* Task inputs:
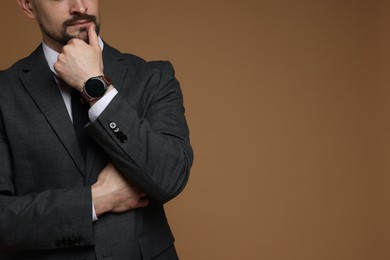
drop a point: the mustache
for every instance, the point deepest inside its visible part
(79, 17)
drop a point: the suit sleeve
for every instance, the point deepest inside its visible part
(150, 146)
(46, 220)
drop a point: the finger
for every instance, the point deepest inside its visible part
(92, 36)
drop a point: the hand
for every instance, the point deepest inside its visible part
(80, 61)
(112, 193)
* * *
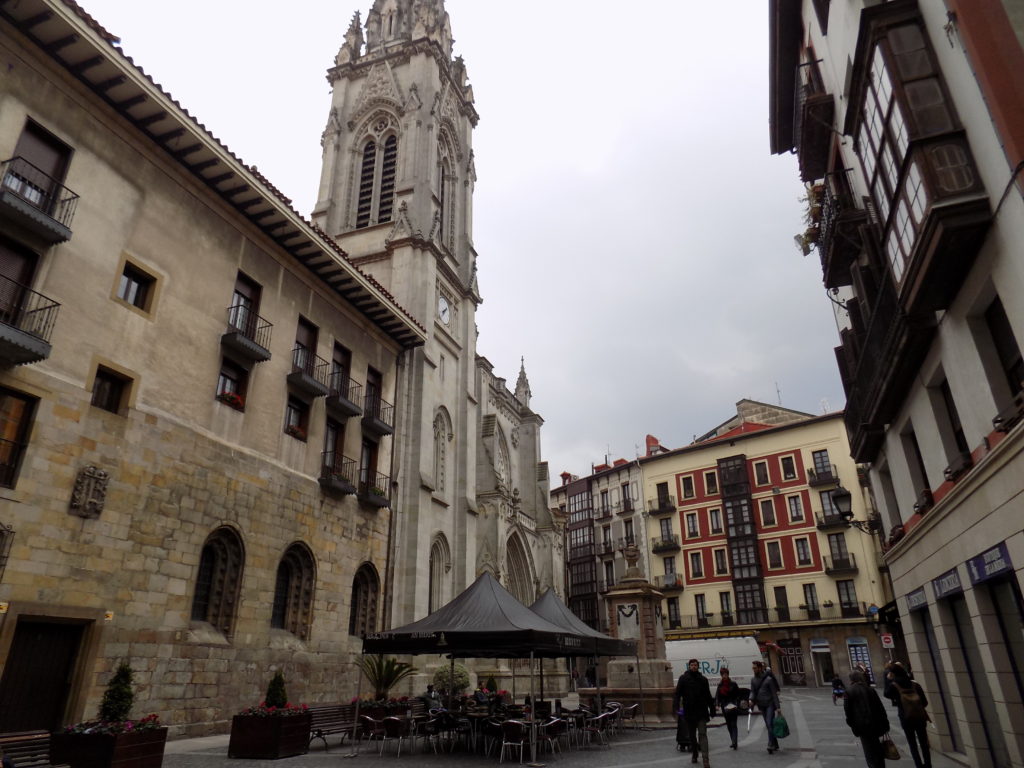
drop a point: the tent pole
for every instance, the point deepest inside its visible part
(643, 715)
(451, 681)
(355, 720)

* Task objective:
In the entries above, find every line with the word "drop" and list it.

* Answer to the exercise:
drop a point: the mustache
drop a point: the suit sleeve
drop a point: the finger
drop a point: the hand
drop a point: the tent pole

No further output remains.